## Directions:
Set down every record once more, exactly as given.

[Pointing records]
[BEGIN]
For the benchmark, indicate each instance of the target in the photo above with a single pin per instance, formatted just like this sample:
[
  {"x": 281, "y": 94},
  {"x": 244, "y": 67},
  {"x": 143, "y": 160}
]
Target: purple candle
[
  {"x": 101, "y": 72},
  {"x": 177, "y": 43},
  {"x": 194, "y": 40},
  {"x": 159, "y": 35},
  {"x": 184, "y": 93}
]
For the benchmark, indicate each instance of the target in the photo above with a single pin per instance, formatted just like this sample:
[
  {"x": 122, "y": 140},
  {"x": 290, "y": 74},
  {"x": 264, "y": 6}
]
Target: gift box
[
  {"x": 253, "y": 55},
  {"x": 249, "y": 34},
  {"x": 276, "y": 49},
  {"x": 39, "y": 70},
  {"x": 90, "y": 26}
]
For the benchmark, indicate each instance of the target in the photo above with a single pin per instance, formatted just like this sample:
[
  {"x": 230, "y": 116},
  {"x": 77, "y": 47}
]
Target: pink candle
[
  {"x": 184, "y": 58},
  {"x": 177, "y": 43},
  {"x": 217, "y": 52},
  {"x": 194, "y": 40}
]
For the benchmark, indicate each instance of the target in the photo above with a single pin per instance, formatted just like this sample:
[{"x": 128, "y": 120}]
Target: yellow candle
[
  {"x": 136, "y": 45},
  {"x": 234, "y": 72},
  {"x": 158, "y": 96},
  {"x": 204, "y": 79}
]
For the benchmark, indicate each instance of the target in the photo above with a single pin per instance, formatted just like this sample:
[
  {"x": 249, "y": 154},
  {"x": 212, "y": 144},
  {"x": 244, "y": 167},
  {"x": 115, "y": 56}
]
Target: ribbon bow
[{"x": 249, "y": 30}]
[END]
## The response:
For the benchmark, indicate each instance of the target in the photo above with a single pin per instance, formatted just like this sample:
[
  {"x": 281, "y": 94},
  {"x": 244, "y": 67},
  {"x": 143, "y": 160}
]
Target: purple candle
[
  {"x": 101, "y": 72},
  {"x": 177, "y": 43},
  {"x": 194, "y": 40},
  {"x": 159, "y": 35},
  {"x": 184, "y": 93}
]
For the benchmark, indicate each instance of the target in the photo above with a single pin per instance, formatted just like this sample:
[
  {"x": 122, "y": 140},
  {"x": 290, "y": 74},
  {"x": 264, "y": 6}
]
Target: gift box
[
  {"x": 253, "y": 55},
  {"x": 249, "y": 34},
  {"x": 276, "y": 49},
  {"x": 39, "y": 70},
  {"x": 90, "y": 26}
]
For the benchmark, indicate each instance of the target in the photo above with a single pin per instance, formatted just like this sample:
[
  {"x": 230, "y": 116},
  {"x": 77, "y": 47}
]
Target: pink candle
[
  {"x": 184, "y": 58},
  {"x": 177, "y": 43},
  {"x": 217, "y": 52},
  {"x": 194, "y": 40}
]
For the benchmark, indicate each instance of the target in the photo above with a single pin per instance, formatted just like this sample:
[{"x": 128, "y": 120}]
Target: yellow candle
[
  {"x": 136, "y": 45},
  {"x": 234, "y": 72},
  {"x": 158, "y": 96},
  {"x": 204, "y": 79}
]
For the benchmark, indicate each instance of the target in the photo above with a single pin per instance, formatted just like this sample:
[
  {"x": 249, "y": 154},
  {"x": 212, "y": 144},
  {"x": 244, "y": 167},
  {"x": 115, "y": 56}
]
Target: ribbon bow
[{"x": 249, "y": 30}]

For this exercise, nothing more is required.